[Stored records]
►
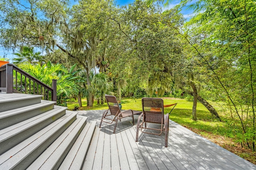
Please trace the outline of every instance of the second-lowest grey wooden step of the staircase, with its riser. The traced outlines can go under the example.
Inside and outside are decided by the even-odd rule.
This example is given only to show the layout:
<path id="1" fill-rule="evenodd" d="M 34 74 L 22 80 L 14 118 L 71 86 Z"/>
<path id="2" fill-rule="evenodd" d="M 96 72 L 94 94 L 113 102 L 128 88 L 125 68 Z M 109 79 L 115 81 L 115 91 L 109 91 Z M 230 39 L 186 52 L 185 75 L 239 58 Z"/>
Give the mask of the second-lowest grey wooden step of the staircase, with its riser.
◄
◆ **WHAT IS EXPECTED**
Return all the data exactly, pictures omitted.

◆ **OUTPUT OF THE EXERCISE**
Please trace the outline of every instance of the second-lowest grey wooden step of the staircase, with its riser. The traced outlines can go under the example.
Inside and outside are decided by the even-odd rule.
This example is given only to show the layout:
<path id="1" fill-rule="evenodd" d="M 34 74 L 22 80 L 14 118 L 71 86 Z"/>
<path id="2" fill-rule="evenodd" d="M 96 72 L 94 94 L 113 102 L 128 88 L 125 68 Z M 109 79 L 115 81 L 115 91 L 109 91 Z M 230 39 L 186 52 L 185 75 L 239 58 Z"/>
Give the mask of the second-lowest grey wooden step of the staircase, with its riser.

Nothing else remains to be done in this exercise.